▶ SUPPLIED ENTRIES:
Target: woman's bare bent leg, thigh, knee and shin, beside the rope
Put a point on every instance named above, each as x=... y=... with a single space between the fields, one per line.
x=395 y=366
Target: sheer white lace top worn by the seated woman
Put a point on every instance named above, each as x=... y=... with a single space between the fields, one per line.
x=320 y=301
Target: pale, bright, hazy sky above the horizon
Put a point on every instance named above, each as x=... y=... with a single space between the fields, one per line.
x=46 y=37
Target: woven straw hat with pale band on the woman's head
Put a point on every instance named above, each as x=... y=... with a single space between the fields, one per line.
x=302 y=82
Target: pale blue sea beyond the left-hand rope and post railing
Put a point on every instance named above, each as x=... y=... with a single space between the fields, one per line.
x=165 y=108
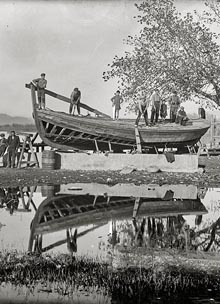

▶ WHAT YOU HAVE TO DO:
Starting with the line that contains "Target: woven straw", reproduce every line down to the end of the listing above, both endpoints included. Pictures stay out.

▶ REPLY:
Target: woven straw hat with pale band on the woman's head
Put a point on every instance named above, each as x=... y=... with a single space between the fields, one per line.
x=302 y=82
Target: pale blue sea beyond the left-hand rope and post railing
Put a point on every instance named above, each as x=... y=... with a single space between the fields, one per line.
x=165 y=108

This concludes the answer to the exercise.